### [Consignes]
**1)** Filtrez les enregistrements en recopiant chaque ligne qui contient la chaîne « dark ». La casse compte.
**2)** Rédigez la suite du texte sur le Festival de Pâques de Deauville, à partir de sa dernière phrase.

------ Extrait du texte ------

Schubert, Mahler et Greif au Festival de Pâques de Deauville

 In Scénopathie

Un concert chez soi, pour une fois ?

Si on m’avait dit, quand j’ai commencé à écrire mes impressions sur des concerts, que je pourrais écrire un jour « sans concert », je ne l’aurais pas cru : l’émotion musicale est, pour moi, difficilement dissociable de la démarche consistant à aller au concert. Certes, il y a les disques, mais leur objet est différent. Ce qui ne nous avance guère. Les temps ne sont plus vraiment aux concerts. Pour « faire comme si » – je répugne à écrire « pour les remplacer », tant je suis convaincue que rien ne remplace un concert, un moment complice, ému et, surtout, partagé entre des musiciens et leurs auditeurs –, il y a les captations. J’en écoute certaines, mais peine souvent à m’y laisser entraîner comme je le souhaiterais. Parce que, finalement, c’est un peu comme écouter la radio. Et la radio est, certes, une somptueuse archive sonore, mais à aucun moment ce n’est un vrai concert, même si l’on y entend souvent de fort belles choses. Puis je trouve parfois les programmations assez convenues, comme si les « circonstances » étaient prétexte à affadissement, à nivellement, à réitération d’univers souvent dits. Comme si, contraint à demeurer chez lui, le spectateur ne se voyait plus proposer que des programmes très, trop classiques, attendus moments d’un butinage convenu de poncifs qui « font la culture », entre symphonies romantiques et concertos classiques, beautés absolues, certes, mais peu changeantes, et qui précipitent dans l’oubli de grands pans de la musique.

Un festival hors des sentiers battus

À l’évidence, tel n’est pas l’objectif du festival de Deauville, dont on fête cette année la vingt-cinquième édition. Qu’on en juge par sa programmation : les œuvres « du répertoire » y côtoient des pièces plus confidentielles, les compositeurs-monuments flirtent avec les auteurs peu joués, en un va-et-vient toujours stimulant et reposant sur de fécondes mises en parallèle. Yves Petit de Voize, depuis la création de l’événement, s’il est fidèle aux grands noms de l’histoire de la musique, n’hésite pas à les faire heureusement dialoguer avec d’autres, moins prisés des festivals. On a pu ainsi entendre Haydn, Schubert et Beethoven, Schoenberg et Stravinski, mais aussi Pfitzner, Janáček, Suk, Quilter, Bowles, Turina et des compositeurs nés autour de 1950 comme François Meimoun, Philippe Hersant ou Thomas Adès. Du côté des interprètes, la même variété est de mise et les artistes déjà reconnus se mêlent aux jeunes interprètes, les ensembles confirmés aux « nouvelles têtes ». Enfin, certains concerts, lors du festival ou durant la résidence d’été de « l’Août musical », qui permet échanges musicaux, lectures de partitions et élaborations de programmes, font l’objet d’enregistrements « live », sous le label B Records – Deauville Live[1]

Annulée l’année dernière pour cause de pandémie – la résidence estivale avait été maintenue –, l’édition 2021 s’est vue un peu réduite. Cinq concerts au lieu de huit à dix selon les années permettaient d’entendre du 17 avril au 8 mai des programmes très variés mettant en perspective une large palette de compositeurs parmi lesquels Schubert, Schoenberg, Ravel, Chabrier, Infante, Weinberg et Greif. Circonstances obligent, les concerts étaient diffusés en direct sur divers sites internet, mais aussi écoutables durant deux semaines sur ces mêmes sites. J’ai écouté avec un plaisir particulier celui du 1er mai.

------ Matériel fourni ------

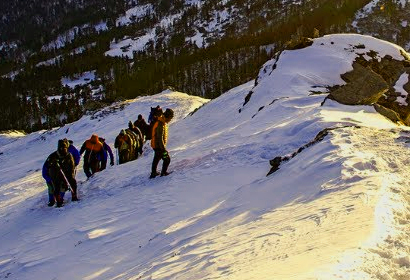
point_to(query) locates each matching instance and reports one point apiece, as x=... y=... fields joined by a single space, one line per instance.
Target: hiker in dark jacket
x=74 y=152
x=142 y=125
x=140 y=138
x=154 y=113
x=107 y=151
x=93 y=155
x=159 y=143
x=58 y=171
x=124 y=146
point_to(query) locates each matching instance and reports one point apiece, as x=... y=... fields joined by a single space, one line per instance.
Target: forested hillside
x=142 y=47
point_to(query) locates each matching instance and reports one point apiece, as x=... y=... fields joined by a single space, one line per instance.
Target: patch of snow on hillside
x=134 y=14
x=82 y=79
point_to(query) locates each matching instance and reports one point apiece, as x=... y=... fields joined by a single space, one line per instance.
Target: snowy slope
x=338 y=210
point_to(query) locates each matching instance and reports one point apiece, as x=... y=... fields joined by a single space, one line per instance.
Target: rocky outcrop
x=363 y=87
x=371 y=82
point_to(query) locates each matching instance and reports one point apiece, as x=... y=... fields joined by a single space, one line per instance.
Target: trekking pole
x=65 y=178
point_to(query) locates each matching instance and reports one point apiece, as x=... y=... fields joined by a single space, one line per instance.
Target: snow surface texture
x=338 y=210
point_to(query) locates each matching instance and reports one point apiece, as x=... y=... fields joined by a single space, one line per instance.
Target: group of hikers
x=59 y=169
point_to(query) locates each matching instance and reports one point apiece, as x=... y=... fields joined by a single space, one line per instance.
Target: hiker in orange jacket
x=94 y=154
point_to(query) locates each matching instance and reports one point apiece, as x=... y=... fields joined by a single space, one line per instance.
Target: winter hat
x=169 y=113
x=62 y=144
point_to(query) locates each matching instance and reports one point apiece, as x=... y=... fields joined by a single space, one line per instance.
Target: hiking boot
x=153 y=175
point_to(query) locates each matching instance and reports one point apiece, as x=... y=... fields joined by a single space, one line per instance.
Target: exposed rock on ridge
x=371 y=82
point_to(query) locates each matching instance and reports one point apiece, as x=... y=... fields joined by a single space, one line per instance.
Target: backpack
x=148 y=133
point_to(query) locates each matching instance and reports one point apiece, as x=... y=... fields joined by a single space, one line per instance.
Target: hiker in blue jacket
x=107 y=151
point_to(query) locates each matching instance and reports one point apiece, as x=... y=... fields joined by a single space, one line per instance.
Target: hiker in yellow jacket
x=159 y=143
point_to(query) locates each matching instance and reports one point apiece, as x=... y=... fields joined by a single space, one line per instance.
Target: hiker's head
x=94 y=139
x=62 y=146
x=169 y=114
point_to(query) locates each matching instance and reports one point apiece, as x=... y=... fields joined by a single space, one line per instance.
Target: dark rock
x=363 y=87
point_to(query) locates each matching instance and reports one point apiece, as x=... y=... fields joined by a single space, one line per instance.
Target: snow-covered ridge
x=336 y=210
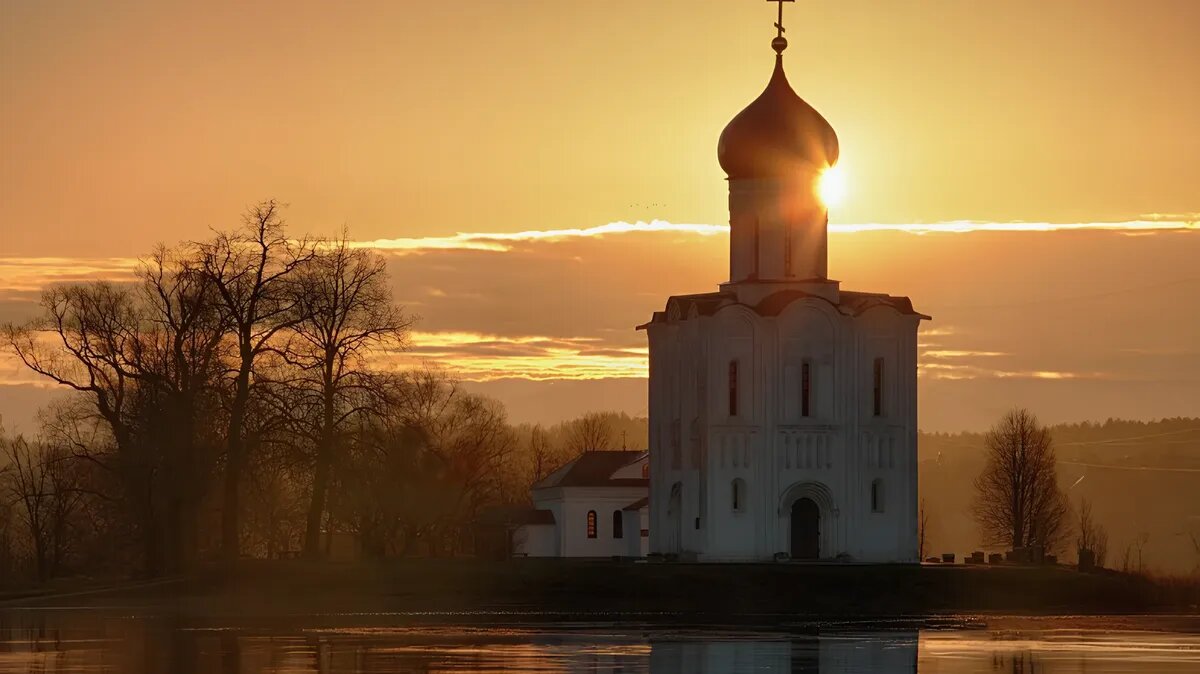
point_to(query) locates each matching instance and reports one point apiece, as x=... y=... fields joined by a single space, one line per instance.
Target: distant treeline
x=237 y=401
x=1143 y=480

------
------ Matériel fourni ------

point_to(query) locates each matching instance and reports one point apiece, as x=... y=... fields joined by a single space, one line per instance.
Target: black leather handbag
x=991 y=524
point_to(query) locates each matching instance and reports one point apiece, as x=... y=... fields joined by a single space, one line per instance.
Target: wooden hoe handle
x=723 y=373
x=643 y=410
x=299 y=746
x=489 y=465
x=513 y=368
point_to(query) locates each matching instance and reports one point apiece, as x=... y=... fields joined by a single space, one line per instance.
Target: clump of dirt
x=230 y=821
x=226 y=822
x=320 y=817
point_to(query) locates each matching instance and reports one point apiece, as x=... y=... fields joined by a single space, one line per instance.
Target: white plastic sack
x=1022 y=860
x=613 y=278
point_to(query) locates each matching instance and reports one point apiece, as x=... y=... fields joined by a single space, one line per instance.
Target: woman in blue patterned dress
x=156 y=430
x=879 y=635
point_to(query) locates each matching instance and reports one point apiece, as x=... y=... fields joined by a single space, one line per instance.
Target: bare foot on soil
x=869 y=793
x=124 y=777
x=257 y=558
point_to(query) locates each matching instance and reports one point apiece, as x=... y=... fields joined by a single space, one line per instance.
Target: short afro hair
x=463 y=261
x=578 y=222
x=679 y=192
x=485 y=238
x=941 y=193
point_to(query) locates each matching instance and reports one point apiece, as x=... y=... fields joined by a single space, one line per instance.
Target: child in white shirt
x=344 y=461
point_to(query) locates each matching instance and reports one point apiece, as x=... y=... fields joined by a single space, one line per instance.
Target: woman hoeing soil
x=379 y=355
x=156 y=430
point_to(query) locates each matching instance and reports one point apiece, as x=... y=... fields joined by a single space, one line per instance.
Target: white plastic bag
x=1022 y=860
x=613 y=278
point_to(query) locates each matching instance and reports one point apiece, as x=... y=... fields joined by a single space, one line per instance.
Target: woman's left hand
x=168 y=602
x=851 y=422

------

### [Réponses par consigne]
**1)**
Target: hiker in dark jacket
Target: dark rock

**2)**
Un mariage d’œuvres connues et de perles rares

Associer Mahler, Greif et Schubert dans un seul concert participe d’une volonté particulière d’appréhension de l’histoire de la musique. Mais c’est un choix singulièrement juste si l’on est familier d’Olivier Greif, qui se reconnaissait « enfant de Mahler » et allait volontiers chercher inspiration et émotion chez ses aînés. L’idée unificatrice du programme est aussi proche de l’univers du compositeur : il sera, ce soir, beaucoup question de la mort. Chez Schubert, elle est mythique et littéraire ; Memnon dit l’histoire du héros troyen tombé au combat qui ne peut revivre que quelques minutes au début de chaque jour auprès de sa mère, déesse de l’aurore ; Ständchen est la très célèbre sérénade extraite du Schwanengesang, chant du cygne d’un compositeur aux bornes de la mort ; dans la ballade Erlkönig, Goethe narre à plusieurs voix la mort d’un enfant dans les bras de son père, dans une chevauchée fantastique figurée par un rythme endiablé et persistant. Entre néant – « Nichts » – et survie, la magnifique Symphonie pour baryton et orchestre d’Olivier Greif évoque, sur cinq poèmes de Paul Celan, la difficulté de vivre après la Shoah. Poursuivant l’atmosphère sombre et oppressante laissée par le vers final de Erlkönig : « In seinen Armen das Kind war tod », Mandorl, Psalm, Grabschrift für François, Stehen im Schatten et Tenebrae disent, par la voix tour à tour profonde et légère, hésitante et affirmée, la mort et la disparition, le sang, le néant. Le troisième mouvement, épitaphe de Celan à son jeune fils disparu, offre d’ailleurs une continuité évidente avec la mort de l’enfant chez Goethe. On entend çà et là quelques réminiscences d’un passé musical cher à Greif : voix à découvert évoquant le plain-chant, choral – qui se « déglingue » –, échos d’ornementation baroque, impressions fugitives de polarité, voire de tonalité, souvent contredites aussitôt.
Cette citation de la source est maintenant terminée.